## begin PAGE EXTRACT

4.3 Any interest that may accrue on the credit balance of the Escrow Account shall be credited to the Escrow Account. The liability to Taxation, if any, on any interest on any amount in the Escrow Account shall be borne by the Purchaser.
4.4 Neither the Seller nor the Purchaser shall instruct the Escrow Agent to release any amount from the Escrow Account otherwise than in accordance with this Clause 4 and/or the Escrow Agreement.
4.5 Within three (3) Business Days of the Seller receiving in full the Initial Payment or the relevant monthly installment referred to in Clause 3.4(b)(made in accordance with the Payment Schedule),the Seller and the Purchaser shall jointly instruct the Escrow Agent to release to the Purchaser the U.S. Dollar equivalent of such monthly installment or Initial Payment from the Escrow Account in accordance with the Escrow Agreement. In the event the Seller fails to provide the joint instruction as set forth above within the foregoing three (3) Business Days, the Purchaser shall be entitled to unilaterally provide such written instruction to the Escrow Agent, and the Seller shall have three (3) Business Days after notice from the Escrow Agent of such instruction from the Purchaser to object to such payment.

## end PAGE EXTRACT
## begin GIVEN DATA

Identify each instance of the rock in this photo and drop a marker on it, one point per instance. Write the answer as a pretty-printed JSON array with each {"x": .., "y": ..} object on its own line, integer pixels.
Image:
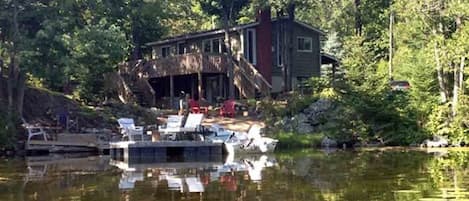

## end GIVEN DATA

- [SET PROBLEM 1]
Answer these from the escrow clause:
(a) Who bears any tax liability on interest on amounts in the Escrow Account?
(b) Within how many Business Days of the Seller receiving a payment must the joint instruction to the Escrow Agent be given?
(c) What may the Purchaser do if the Seller fails to give the joint instruction in time?
- [SET PROBLEM 2] Name every party or agent that the escrow clause refers to.
- [SET PROBLEM 3] Extract the passage of the escrow clause starting at "4.5 Within three" and ending at "to such payment.".
The listing plays no role here.

- [ANSWER 1]
(a) The Purchaser.
(b) Three (3) Business Days.
(c) Unilaterally provide the written instruction to the Escrow Agent.

- [ANSWER 2] Seller, Purchaser, Escrow Agent

- [ANSWER 3]
4.5 Within three (3) Business Days of the Seller receiving in full the Initial Payment or the relevant monthly installment referred to in Clause 3.4(b)(made in accordance with the Payment Schedule),the Seller and the Purchaser shall jointly instruct the Escrow Agent to release to the Purchaser the U.S. Dollar equivalent of such monthly installment or Initial Payment from the Escrow Account in accordance with the Escrow Agreement. In the event the Seller fails to provide the joint instruction as set forth above within the foregoing three (3) Business Days, the Purchaser shall be entitled to unilaterally provide such written instruction to the Escrow Agent, and the Seller shall have three (3) Business Days after notice from the Escrow Agent of such instruction from the Purchaser to object to such payment.